SOURCE DATA:
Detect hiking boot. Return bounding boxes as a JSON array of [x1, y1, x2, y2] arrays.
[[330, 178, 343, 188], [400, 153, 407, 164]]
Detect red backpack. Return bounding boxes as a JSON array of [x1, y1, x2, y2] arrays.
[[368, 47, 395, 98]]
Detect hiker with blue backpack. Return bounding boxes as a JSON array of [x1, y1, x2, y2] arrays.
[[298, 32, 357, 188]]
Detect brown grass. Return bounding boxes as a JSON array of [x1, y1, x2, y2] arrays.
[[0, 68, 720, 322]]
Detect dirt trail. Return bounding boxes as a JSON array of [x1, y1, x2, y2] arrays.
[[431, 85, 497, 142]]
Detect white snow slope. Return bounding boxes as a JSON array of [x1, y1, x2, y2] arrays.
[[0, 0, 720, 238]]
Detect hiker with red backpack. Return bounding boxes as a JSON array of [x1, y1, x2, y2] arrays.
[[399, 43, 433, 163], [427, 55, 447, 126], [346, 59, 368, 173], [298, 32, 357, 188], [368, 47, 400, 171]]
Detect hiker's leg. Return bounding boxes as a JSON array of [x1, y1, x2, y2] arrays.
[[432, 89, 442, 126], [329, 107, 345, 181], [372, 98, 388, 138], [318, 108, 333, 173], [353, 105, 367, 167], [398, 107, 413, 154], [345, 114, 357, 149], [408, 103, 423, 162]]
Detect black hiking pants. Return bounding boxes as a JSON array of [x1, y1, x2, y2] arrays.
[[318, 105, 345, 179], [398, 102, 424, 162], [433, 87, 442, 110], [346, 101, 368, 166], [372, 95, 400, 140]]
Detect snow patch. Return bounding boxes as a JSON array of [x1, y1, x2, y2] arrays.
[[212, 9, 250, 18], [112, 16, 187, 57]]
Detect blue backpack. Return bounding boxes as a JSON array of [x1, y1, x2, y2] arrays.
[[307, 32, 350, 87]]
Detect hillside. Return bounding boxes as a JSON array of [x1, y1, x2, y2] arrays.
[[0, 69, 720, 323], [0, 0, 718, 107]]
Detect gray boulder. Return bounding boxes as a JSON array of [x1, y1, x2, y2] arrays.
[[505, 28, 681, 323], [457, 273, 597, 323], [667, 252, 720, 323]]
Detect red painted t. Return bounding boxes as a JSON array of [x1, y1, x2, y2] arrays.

EXERCISE BRIEF:
Rewrite the records above as a JSON list of strings, one string for each line, leaving out any blank lines.

ANSWER TO THE TASK:
[
  "Detect hiking boot. Return bounding boxes as a JSON array of [x1, y1, x2, y2] arrays.",
  "[[330, 178, 343, 188], [400, 153, 407, 164]]",
  "Detect red backpack. Return bounding boxes as a JSON array of [x1, y1, x2, y2] arrays.",
  "[[368, 47, 395, 98]]",
  "Detect hiker with blue backpack. Return bounding boxes as a JSON array of [x1, y1, x2, y2] arrays.",
  "[[298, 32, 357, 188]]",
  "Detect brown grass. Return bounding boxes as a JSON array of [x1, y1, x2, y2] arrays.",
  "[[0, 68, 720, 322]]",
  "Detect dirt trail. Return bounding boxes as a JSON array of [x1, y1, x2, y2] arrays.",
  "[[431, 85, 497, 142]]",
  "Detect white snow slope. Return bounding boxes as a JSON array of [x1, y1, x2, y2] arrays.",
  "[[0, 0, 720, 238]]",
  "Detect hiker with red backpack. Return bounding boxes as a JSON array of [x1, y1, x2, y2] arrays.",
  "[[399, 43, 433, 163], [427, 55, 447, 126], [346, 59, 368, 173], [298, 32, 357, 188], [368, 47, 400, 171]]",
  "Detect hiker's leg. Return bounding boxes as a JSON array of [x1, y1, x2, y2] arrays.",
  "[[432, 89, 442, 126], [329, 107, 345, 181], [372, 98, 388, 138], [318, 108, 333, 173], [353, 105, 367, 167], [398, 107, 413, 154], [345, 114, 357, 149], [408, 103, 423, 162]]",
  "Detect black hiking pants. Return bounding boxes as a JSON array of [x1, y1, x2, y2] arrays.",
  "[[318, 105, 345, 179], [398, 102, 424, 162], [433, 87, 442, 110], [346, 101, 368, 166], [372, 95, 400, 140]]",
  "Detect snow patch. Return bounding boxes as a JSON array of [x1, y1, x2, y2] arrays.",
  "[[212, 9, 250, 18], [112, 16, 187, 57]]",
  "Detect blue backpack. Return bounding boxes as a JSON array of [x1, y1, x2, y2] arrays.",
  "[[307, 32, 350, 87]]",
  "Detect hillside. Return bounding boxes as a JSON array of [x1, y1, x2, y2] arrays.",
  "[[0, 69, 720, 323], [0, 0, 718, 107]]",
  "Detect gray boulder. Return bounding boxes as a JSON array of [x1, y1, x2, y2] arrays.",
  "[[505, 28, 681, 323], [457, 273, 597, 323], [667, 252, 720, 323]]",
  "Detect red painted t. Return bounding boxes as a JSON array of [x1, y1, x2, y2] arrays."
]